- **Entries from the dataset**
* * *
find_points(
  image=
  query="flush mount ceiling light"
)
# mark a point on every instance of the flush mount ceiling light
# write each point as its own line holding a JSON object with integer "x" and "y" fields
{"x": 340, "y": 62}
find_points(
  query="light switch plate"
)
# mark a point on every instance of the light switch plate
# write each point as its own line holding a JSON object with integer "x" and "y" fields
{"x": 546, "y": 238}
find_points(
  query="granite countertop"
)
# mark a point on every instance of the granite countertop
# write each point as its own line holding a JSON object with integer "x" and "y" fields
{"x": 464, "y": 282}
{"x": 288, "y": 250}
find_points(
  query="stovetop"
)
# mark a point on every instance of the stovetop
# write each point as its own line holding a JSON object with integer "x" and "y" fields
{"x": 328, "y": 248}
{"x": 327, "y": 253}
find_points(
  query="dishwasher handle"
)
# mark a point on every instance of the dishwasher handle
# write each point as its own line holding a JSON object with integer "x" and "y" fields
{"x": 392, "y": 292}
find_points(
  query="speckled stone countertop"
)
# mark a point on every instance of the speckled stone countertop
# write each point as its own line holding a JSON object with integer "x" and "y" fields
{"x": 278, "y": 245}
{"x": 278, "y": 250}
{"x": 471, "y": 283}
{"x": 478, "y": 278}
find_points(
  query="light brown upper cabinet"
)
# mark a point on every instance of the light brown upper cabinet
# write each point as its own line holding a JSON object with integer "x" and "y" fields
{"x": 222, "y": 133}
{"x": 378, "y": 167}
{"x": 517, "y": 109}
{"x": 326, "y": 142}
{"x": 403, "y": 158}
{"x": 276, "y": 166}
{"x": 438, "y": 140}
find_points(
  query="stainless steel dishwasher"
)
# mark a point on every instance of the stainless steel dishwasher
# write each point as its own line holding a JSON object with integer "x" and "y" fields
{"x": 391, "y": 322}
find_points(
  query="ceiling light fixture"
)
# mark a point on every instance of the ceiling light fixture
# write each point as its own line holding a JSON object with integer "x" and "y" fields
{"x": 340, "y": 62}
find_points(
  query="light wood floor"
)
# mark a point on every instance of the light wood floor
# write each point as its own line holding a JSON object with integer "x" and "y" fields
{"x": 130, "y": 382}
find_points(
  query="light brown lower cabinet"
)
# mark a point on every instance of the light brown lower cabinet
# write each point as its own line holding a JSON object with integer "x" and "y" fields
* * *
- **BRIEF**
Find each line in the entries above that contains the word "handle", and copy every one of those lines.

- **ANSWER TO THIS EXERCISE**
  query="dishwasher handle"
# mark a point on every instance of the dishwasher handle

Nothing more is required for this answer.